Entries from a point labeling set
# # #
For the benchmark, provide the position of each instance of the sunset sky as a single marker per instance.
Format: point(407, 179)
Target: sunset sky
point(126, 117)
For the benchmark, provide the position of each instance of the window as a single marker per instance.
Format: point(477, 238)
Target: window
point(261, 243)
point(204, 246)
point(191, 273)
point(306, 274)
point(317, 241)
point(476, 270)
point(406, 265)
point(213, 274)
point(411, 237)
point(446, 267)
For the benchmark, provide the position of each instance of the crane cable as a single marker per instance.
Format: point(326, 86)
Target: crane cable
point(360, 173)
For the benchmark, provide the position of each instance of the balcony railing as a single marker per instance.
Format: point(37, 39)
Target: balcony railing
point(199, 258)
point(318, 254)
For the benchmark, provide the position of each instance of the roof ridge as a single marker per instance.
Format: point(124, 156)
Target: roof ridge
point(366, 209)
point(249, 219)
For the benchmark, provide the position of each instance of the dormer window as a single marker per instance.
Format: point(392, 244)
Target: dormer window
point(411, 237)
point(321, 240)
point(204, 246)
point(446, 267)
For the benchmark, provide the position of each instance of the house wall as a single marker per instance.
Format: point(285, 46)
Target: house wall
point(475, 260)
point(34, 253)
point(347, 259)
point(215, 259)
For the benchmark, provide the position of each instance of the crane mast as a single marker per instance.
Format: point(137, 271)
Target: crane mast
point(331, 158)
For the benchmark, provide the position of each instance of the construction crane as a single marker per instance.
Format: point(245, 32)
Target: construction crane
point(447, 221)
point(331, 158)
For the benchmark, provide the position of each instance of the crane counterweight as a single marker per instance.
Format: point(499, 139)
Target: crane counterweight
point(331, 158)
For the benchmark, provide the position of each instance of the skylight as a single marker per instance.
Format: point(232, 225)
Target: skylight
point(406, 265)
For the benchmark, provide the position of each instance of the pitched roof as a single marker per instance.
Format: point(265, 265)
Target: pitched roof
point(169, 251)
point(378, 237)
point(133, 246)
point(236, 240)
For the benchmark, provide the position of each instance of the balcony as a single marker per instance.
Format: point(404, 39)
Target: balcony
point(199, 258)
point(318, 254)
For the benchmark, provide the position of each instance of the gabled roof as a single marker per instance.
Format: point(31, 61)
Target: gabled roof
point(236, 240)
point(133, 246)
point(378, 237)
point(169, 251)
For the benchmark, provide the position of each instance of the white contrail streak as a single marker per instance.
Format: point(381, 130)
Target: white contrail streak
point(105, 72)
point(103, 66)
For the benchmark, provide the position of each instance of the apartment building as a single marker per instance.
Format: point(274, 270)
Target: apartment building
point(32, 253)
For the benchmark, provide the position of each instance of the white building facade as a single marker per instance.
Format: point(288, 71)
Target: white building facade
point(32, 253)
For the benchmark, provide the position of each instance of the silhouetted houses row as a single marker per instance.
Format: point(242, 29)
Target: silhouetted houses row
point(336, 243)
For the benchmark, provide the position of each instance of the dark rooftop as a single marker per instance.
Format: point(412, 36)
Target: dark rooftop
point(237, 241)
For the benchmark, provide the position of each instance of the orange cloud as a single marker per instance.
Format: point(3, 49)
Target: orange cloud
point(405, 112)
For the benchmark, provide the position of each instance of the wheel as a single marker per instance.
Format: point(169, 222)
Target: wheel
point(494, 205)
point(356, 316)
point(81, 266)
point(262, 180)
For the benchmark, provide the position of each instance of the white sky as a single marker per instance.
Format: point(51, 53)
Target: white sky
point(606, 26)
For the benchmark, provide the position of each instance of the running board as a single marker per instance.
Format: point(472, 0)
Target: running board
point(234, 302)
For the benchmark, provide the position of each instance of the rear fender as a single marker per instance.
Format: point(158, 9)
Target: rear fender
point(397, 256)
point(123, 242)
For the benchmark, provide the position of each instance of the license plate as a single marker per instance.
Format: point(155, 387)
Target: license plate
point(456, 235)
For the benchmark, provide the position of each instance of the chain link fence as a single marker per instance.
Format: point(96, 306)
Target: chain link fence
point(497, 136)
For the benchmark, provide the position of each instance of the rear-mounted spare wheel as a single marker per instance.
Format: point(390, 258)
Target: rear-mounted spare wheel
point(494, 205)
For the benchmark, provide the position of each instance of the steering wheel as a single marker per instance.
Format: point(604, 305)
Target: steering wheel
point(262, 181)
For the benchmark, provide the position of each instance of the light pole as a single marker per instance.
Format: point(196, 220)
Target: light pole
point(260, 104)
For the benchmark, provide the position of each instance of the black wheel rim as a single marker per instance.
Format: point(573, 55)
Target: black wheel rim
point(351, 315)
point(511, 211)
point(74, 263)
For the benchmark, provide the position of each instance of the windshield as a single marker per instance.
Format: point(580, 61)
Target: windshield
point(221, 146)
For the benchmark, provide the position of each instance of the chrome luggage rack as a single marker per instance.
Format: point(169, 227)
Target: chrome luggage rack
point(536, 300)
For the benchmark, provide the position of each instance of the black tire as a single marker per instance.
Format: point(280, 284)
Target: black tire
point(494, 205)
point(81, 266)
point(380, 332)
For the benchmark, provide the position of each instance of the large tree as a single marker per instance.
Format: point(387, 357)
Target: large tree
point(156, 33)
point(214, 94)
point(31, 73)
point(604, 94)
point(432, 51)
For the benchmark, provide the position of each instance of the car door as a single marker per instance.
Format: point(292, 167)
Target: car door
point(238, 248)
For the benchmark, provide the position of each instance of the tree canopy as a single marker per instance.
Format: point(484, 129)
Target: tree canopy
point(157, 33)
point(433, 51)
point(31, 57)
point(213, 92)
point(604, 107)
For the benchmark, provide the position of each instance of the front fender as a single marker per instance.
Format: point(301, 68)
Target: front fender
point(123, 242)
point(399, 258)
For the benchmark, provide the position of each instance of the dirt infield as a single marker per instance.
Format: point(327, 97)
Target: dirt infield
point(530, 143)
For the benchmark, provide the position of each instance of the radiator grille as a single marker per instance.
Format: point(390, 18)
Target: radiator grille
# # #
• **Given instruction**
Switch every "single marker" in the entries above to "single dot", and write out all the entries again with nothing else changed.

• **Solution for this problem**
For the benchmark, provide the position of each instance of the sunset sky as a single dot per instance.
Format: point(407, 179)
Target: sunset sky
point(126, 117)
For the benchmark, provide the position of each instance of the window as a single dot per instance.
Format: point(477, 238)
Target: window
point(261, 243)
point(204, 246)
point(191, 273)
point(306, 274)
point(317, 241)
point(476, 270)
point(406, 265)
point(213, 274)
point(411, 237)
point(446, 267)
For the benchmark, provide the position of each instance of the crane cable as a single dot per instance.
Format: point(326, 86)
Target: crane cable
point(360, 173)
For the benchmark, provide the position of each instance of the balcony railing as a single dot per instance.
Format: point(37, 39)
Target: balcony railing
point(199, 258)
point(318, 254)
For the benchmark, provide the position of each instance of the roof ridge as a single dot per instance.
Format: point(124, 156)
Target: roof ridge
point(366, 209)
point(249, 219)
For the benchmark, provide the position of each instance of the dormer window as a single dot per instance.
Format: point(392, 244)
Target: dormer window
point(411, 237)
point(321, 240)
point(204, 246)
point(446, 267)
For the benchmark, provide the position of each instance of the house wall as a single dot per instance.
Format: point(285, 46)
Target: house wall
point(475, 260)
point(34, 253)
point(347, 259)
point(215, 259)
For the benchmark, provide the position of each instance of the crane mast as a single dot per instance.
Format: point(137, 271)
Target: crane mast
point(331, 158)
For the benchmark, provide the position of each instance of the construction crane as a single dot per instance.
Format: point(245, 32)
Target: construction crane
point(447, 221)
point(331, 158)
For the benchmark, provide the position of each instance of the crane counterweight as a single dot per instance.
Format: point(499, 139)
Target: crane counterweight
point(331, 158)
For the benchmark, provide the position of each instance of the skylight as a single dot per instance.
Format: point(232, 225)
Target: skylight
point(406, 265)
For the benchmark, provide the position of each instance of the pitched roof as a single dot per instance.
Format: point(265, 265)
Target: pitched roof
point(169, 251)
point(378, 237)
point(133, 246)
point(236, 240)
For the benchmark, provide the position of each instance of the balcony as a single dot per instance.
Format: point(404, 39)
Target: balcony
point(199, 258)
point(318, 254)
For the benchmark, provide the position of each instance of the gabled roof as a single dot per instance.
Format: point(31, 61)
Target: gabled roof
point(236, 240)
point(133, 246)
point(378, 237)
point(169, 251)
For the benchmark, provide the position of each instance of the white contrail streak as a single dot per instance.
Format: point(381, 130)
Target: white contrail streak
point(105, 72)
point(103, 66)
For the benchmark, provide the position of each instance of the apartment building as a single dot per instance.
Format: point(274, 270)
Target: apartment building
point(32, 253)
For the benchmark, provide the position of each instance of the white building facade as a single dot per instance.
Format: point(288, 71)
Target: white building facade
point(32, 253)
For the benchmark, provide the position of each instance of the silhouetted houses row as a single dot per instance.
Format: point(242, 29)
Target: silhouetted houses row
point(336, 243)
For the benchmark, provide the position of each instance of the dark rooftop as a single dot per instance.
Format: point(412, 36)
Target: dark rooftop
point(237, 241)
For the benchmark, provide the position of each instance of the orange cloud as a single dot per instance.
Format: point(3, 49)
Target: orange cloud
point(405, 112)
For the benchmark, provide the position of each instance of the wheel as a single dot per instance.
Format: point(169, 222)
Target: wheel
point(494, 205)
point(356, 316)
point(81, 266)
point(262, 180)
For the benchmark, provide the position of each instance of the white sky as a single dot per instance.
Format: point(51, 53)
Target: white sky
point(606, 26)
For the benchmark, provide the position of each instance of the running board as a single dot per instance.
Format: point(472, 0)
Target: running board
point(234, 302)
For the benchmark, provide the position of each instance of the rear fender as a single dot per instance.
Format: point(158, 9)
Target: rear fender
point(397, 256)
point(123, 242)
For the benchmark, provide the position of each instance of the license plate as a single dot per instance.
Format: point(155, 387)
Target: license plate
point(456, 235)
For the benchmark, provide the position of each instance of the chain link fence as a single dot per instance.
Format: point(96, 306)
Target: chain link fence
point(497, 136)
For the benchmark, provide the position of each instance of the rear-mounted spare wheel as a single dot per instance.
Format: point(390, 258)
Target: rear-mounted spare wheel
point(494, 205)
For the benchmark, provide the position of each instance of the steering wheel as a single dot per instance.
Format: point(604, 305)
Target: steering wheel
point(262, 181)
For the benchmark, provide the position of each instance of the light pole as a single dot per instance.
Format: point(196, 220)
Target: light pole
point(260, 104)
For the benchmark, provide the position of each instance of the black wheel rim as a single dot per instance.
Format: point(573, 55)
Target: black wheel rim
point(351, 315)
point(511, 211)
point(74, 263)
For the benchmark, provide the position of each instance of the windshield as a single dot per instance.
Format: point(580, 61)
Target: windshield
point(221, 146)
For the benchmark, provide the position of each instance of the chrome luggage rack as a single dot per instance.
Format: point(169, 227)
Target: chrome luggage rack
point(536, 300)
For the benchmark, provide the position of each instance of the black tire as a single dot per instance.
Format: point(280, 284)
Target: black tire
point(494, 205)
point(81, 266)
point(380, 332)
For the benchmark, provide the position of each instance of the large tree as a single dot per instance.
Format: point(387, 357)
Target: large tree
point(156, 33)
point(214, 94)
point(31, 73)
point(604, 94)
point(432, 51)
For the benchmark, provide the position of each instance of the car door as a single dot per instance.
Format: point(292, 167)
Target: car door
point(238, 248)
For the benchmark, provide the position of each instance of the tree canopy as a single dot per instance.
Format: point(484, 129)
Target: tree canopy
point(157, 33)
point(433, 51)
point(31, 57)
point(213, 92)
point(604, 107)
For the benchmark, provide the position of each instance of the front fender as a single dot per instance.
Format: point(301, 68)
Target: front fender
point(123, 242)
point(399, 258)
For the benchmark, provide the position of each instance of the dirt infield as a single dot per instance.
Format: point(327, 97)
Target: dirt infield
point(530, 143)
For the benchmark, provide the position of each instance of the radiator grille as a single dot per instance.
Format: point(390, 18)
Target: radiator grille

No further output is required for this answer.